READING TEXT:
+ + + + +
Therapy? recorded follow-up record Shameless in early 2001 in Seattle. The album, produced by the legendary Jack Endino, was released by Ark21 in September. Graham Hopkins, who was unhappy with his musical limitation within the band, quit in December 2001. Following Hopkins' departure, the band yet again found themselves without a drummer and a record deal.

The band toured Europe in 2002 with ex-3 Colours Red drummer Keith Baxter. Hopkins was permanently replaced in Therapy? by ex-The Beyond/Cable/Gorilla drummer Neil Cooper, while the band signed a new record deal with Spitfire Records.

This line-up lasted one album, the commercially inclined High Anxiety. The bands' first home video release, a DVD titled Scopophobia was released shortly afterwards, consisting of a full concert recorded live at Belfast's Mandella Hall in June 2003, promo videos and other extras. The band completed a UK tour at the end of 2003 as a three piece, due to McCarrick leaving the tour midway through owing to a perforated eardrum.

===Back to a three piece (2004–2009)===
McCarrick left the band permanently in March 2004, and the band were now slimmed down to a permanent three piece again for the first time since 1995. Never Apologise Never Explain was released in September 2004 to an audience re-acquainted with the three-piece Therapy? and was reminiscent of the claustrophobic sound of their earlier material.

The following album One Cure Fits All was released in April 2006. The album, produced by Pedro Ferreira, was a return to the melodic tendencies of High Anxiety and again divided opinion among the band's fans.
+ + + + +
TASK TO COMPLETE: According to the band history above, who produced the album One Cure Fits All?

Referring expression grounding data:
+ + + + +
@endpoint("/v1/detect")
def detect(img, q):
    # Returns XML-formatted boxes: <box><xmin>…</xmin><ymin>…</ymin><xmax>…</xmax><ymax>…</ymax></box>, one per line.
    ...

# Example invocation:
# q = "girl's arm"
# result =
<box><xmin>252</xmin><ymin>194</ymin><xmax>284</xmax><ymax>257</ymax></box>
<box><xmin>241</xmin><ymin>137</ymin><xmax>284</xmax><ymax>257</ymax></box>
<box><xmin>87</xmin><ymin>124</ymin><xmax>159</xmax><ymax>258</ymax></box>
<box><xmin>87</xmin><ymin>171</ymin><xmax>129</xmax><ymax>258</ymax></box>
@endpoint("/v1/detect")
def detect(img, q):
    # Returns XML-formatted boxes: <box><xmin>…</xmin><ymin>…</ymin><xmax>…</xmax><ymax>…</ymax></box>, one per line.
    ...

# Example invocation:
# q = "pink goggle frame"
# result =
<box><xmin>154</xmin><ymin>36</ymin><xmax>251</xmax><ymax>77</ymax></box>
+ + + + +
RESPONSE TO THIS TASK: Pedro Ferreira